[Begin TEXT BLOCK]

# Flash player



## Hobart (Dec 27, 2011)

For some reason I'm not able to get Flash Player to work? I thought Flash Player was still supported on Android 4.0? When I get to a website with Flash content it says looking for plugin? Am I missing something here? I have Flash Player installed, but it won't show up in the play store when I search.

Thanks

Sent from my SCH-I535 using Tapatalk 2


----------



## oddball (Jan 21, 2012)

Hobart said:


> For some reason I'm not able to get Flash Player to work? I thought Flash Player was still supported on Android 4.0? When I get to a website with Flash content it says looking for plugin? Am I missing something here? I have Flash Player installed, but it won't show up in the play store when I search.
> 
> Thanks
> 
> Sent from my SCH-I535 using Tapatalk 2


Flash player is no longer supported on Android at all. It is no longer available at all in the play store


----------



## deltaechoe (Jul 20, 2011)

it still works on jelly bean for the most part, you will just have to search around google to find it


----------



## ERIFNOMI (Jun 30, 2011)

Also, Chrome won't use flash.


----------



## sublimaze (Nov 17, 2011)

Go here and scroll down half the page where it says "Flash Player for Android"
You will never get flash to work in Chrome because Chrome does not support flash. But flash works in the stock browser, Dolphin, and Firefox for android.


----------



## bancelina (Sep 11, 2012)

Flash is no more supported on Android. You have go for some other option....


----------



## AntiAppel (Sep 11, 2012)

If you search on AndroidCentral, I believe they have a link to it. You can't search for it in the Play Store, but the file still exists there. Like others have said though, it is no longer supported.


----------

[End TEXT BLOCK]
[Begin PROVIDED INFORMATION]

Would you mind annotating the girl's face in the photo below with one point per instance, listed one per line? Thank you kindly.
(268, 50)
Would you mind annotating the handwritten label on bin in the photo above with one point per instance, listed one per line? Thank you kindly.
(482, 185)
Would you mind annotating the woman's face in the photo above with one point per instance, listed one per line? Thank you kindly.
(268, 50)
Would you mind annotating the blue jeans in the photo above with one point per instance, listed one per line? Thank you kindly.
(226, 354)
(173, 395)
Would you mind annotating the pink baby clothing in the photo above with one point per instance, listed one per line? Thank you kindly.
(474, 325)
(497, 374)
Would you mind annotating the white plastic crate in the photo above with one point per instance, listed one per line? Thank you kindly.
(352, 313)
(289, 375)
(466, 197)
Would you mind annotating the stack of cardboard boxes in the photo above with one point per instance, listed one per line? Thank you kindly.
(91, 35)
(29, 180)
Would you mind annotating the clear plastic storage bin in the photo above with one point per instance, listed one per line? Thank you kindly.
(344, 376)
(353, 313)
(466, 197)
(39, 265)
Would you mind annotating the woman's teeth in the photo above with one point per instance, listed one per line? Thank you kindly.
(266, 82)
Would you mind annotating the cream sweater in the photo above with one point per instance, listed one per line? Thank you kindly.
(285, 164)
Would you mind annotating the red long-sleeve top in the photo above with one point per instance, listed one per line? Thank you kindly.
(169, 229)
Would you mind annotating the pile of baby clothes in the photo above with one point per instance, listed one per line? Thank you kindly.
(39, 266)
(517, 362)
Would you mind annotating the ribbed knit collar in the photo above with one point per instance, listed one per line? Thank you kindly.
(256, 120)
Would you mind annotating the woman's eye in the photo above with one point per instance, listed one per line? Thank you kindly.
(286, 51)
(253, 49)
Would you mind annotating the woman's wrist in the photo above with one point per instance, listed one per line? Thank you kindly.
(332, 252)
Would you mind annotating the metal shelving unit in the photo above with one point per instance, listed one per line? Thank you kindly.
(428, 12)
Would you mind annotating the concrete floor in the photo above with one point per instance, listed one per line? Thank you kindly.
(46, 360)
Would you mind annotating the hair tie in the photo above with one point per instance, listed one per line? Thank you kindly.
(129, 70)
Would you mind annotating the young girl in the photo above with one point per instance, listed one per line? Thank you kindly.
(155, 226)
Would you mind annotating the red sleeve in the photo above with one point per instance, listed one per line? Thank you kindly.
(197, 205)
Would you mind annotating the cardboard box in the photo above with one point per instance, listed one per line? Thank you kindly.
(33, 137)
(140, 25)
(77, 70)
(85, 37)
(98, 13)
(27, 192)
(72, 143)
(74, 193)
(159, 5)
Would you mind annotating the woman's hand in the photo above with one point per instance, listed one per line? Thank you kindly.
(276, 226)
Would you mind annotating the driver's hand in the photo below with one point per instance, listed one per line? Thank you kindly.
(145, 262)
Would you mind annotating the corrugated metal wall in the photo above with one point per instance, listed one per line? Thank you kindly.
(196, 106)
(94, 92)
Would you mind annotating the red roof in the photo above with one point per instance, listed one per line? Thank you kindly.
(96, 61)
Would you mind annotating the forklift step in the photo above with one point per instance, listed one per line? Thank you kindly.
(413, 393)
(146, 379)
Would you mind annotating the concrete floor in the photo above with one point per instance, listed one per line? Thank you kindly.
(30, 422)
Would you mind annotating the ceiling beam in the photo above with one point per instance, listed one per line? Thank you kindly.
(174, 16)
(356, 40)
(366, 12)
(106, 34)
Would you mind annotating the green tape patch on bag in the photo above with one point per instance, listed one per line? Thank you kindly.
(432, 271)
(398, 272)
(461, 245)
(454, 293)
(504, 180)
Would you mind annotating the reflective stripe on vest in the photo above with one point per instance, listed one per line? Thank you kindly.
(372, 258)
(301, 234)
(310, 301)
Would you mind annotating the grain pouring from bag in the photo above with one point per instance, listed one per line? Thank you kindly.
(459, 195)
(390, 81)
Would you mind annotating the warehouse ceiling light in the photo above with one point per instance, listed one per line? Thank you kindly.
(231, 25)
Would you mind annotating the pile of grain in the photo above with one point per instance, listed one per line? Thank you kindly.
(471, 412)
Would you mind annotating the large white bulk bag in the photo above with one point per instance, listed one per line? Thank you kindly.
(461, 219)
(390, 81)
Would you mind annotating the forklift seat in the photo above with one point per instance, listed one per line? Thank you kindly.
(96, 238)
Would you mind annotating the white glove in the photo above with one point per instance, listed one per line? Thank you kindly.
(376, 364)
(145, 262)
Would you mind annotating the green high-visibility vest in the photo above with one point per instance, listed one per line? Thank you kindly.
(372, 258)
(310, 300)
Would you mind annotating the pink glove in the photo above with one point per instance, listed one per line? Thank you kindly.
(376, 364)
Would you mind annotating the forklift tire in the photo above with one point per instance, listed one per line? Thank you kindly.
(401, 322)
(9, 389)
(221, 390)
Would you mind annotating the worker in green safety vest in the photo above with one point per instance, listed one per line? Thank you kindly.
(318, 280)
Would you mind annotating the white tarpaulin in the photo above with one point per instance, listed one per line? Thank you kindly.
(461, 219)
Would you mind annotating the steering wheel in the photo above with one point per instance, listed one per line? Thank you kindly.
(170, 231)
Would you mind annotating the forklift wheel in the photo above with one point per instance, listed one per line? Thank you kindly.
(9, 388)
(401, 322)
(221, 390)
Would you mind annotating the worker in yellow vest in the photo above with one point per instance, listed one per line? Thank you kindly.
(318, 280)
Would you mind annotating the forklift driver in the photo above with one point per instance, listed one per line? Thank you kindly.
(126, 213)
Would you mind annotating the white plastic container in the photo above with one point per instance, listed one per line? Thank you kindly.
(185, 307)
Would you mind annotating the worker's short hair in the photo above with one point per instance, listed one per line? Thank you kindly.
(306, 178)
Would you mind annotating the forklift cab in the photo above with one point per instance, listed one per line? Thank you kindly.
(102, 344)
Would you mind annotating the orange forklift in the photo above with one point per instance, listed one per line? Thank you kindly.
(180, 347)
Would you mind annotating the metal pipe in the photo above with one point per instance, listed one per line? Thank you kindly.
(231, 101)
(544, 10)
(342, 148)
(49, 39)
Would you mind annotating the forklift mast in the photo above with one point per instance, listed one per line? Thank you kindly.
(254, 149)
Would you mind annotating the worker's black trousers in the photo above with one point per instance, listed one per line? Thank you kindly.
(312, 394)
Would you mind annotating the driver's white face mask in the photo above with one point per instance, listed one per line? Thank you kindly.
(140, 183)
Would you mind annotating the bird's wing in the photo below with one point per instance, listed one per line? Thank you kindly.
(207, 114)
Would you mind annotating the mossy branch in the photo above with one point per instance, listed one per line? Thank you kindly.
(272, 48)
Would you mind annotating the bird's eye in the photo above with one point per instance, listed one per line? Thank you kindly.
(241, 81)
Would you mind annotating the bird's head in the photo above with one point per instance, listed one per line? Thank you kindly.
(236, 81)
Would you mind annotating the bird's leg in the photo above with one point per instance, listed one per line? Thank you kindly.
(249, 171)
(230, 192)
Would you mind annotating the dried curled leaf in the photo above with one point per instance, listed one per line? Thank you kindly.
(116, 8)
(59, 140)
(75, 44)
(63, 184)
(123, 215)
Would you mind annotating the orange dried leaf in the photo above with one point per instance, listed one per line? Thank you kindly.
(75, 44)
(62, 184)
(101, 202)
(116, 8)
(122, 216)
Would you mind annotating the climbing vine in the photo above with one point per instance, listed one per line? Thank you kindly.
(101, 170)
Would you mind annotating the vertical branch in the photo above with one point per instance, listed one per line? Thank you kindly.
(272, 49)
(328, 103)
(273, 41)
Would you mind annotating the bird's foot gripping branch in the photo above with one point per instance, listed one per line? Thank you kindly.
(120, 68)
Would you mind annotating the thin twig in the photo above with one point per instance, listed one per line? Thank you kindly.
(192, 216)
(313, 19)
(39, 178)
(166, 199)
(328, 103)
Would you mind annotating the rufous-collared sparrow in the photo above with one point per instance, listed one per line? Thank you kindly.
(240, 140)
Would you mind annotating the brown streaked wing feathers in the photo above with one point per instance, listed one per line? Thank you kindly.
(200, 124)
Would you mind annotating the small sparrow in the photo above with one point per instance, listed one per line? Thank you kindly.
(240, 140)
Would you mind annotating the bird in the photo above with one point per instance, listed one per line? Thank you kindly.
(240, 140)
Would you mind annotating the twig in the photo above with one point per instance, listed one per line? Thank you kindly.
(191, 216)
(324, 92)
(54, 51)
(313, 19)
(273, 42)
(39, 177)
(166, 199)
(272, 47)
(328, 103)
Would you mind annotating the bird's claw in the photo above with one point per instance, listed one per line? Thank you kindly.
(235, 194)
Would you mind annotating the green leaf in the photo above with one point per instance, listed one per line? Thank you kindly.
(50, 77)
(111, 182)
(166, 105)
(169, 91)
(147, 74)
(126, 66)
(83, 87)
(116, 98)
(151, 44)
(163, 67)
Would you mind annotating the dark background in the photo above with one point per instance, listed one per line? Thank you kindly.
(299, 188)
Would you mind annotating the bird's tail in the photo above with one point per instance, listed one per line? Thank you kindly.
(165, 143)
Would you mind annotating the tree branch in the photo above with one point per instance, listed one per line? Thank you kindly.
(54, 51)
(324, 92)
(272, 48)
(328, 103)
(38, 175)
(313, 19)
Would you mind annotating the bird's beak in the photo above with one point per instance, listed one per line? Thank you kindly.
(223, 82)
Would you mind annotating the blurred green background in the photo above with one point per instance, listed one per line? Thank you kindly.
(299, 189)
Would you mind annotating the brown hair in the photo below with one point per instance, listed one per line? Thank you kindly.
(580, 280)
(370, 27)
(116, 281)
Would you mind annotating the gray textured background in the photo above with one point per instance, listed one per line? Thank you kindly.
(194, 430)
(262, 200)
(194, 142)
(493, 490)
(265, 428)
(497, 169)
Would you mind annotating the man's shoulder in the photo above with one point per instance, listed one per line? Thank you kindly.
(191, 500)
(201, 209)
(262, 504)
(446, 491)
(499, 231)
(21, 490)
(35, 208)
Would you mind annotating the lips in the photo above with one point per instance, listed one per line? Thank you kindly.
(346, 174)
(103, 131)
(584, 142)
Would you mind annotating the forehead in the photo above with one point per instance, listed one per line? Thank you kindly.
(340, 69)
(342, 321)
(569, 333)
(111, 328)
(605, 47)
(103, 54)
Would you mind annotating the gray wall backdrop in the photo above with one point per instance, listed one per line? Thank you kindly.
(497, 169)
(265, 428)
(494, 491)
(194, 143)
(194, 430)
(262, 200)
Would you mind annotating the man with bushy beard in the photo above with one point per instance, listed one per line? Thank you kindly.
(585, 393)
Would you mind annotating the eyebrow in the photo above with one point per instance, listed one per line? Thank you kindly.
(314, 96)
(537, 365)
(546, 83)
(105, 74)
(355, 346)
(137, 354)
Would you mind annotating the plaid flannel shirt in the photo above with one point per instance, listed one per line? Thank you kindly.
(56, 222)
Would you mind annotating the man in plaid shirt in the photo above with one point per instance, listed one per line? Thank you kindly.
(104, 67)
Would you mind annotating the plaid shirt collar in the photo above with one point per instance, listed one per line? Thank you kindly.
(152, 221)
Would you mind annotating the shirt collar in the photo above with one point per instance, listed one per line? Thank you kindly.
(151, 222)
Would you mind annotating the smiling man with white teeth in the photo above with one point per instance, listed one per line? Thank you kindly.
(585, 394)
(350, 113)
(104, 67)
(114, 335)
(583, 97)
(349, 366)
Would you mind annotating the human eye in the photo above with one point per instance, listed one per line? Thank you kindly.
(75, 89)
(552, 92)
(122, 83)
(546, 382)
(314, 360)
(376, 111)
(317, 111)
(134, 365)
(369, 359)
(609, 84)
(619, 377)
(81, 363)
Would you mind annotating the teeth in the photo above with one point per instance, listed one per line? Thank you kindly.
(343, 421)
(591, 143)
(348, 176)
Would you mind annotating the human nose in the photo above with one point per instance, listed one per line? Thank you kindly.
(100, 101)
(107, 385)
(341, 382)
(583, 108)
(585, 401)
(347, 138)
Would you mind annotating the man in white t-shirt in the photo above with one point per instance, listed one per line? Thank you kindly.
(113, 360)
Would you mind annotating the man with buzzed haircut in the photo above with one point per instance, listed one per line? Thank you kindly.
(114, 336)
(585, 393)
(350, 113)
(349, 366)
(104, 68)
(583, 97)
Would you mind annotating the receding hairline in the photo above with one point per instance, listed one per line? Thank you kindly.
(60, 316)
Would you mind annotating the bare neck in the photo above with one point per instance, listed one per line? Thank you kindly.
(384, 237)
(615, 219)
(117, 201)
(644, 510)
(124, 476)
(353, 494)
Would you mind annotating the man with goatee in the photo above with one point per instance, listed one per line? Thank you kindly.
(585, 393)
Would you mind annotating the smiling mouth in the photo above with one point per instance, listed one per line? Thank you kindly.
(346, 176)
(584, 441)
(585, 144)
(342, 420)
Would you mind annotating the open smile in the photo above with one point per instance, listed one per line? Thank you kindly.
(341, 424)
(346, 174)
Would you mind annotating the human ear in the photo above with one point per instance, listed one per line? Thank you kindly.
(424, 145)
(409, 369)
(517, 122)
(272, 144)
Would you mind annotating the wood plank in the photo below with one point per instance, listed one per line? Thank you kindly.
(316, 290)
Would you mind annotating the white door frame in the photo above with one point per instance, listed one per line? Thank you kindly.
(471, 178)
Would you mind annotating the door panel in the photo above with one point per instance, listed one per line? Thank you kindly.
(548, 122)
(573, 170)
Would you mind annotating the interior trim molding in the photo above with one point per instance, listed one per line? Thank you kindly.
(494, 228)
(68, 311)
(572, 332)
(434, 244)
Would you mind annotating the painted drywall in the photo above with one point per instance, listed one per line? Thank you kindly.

[End PROVIDED INFORMATION]

ACTIONS TO TAKE:
- a) Translate this sentence from the Flash Player thread into Spanish: "You will never get flash to work in Chrome because Chrome does not support flash."
- b) In the Flash Player thread, which browsers does sublimaze say flash works in?

RESULTS FOR EACH TASK:
- a) Nunca conseguirás que flash funcione en Chrome porque Chrome no es compatible con flash.

- b) The stock browser, Dolphin, and Firefox for Android.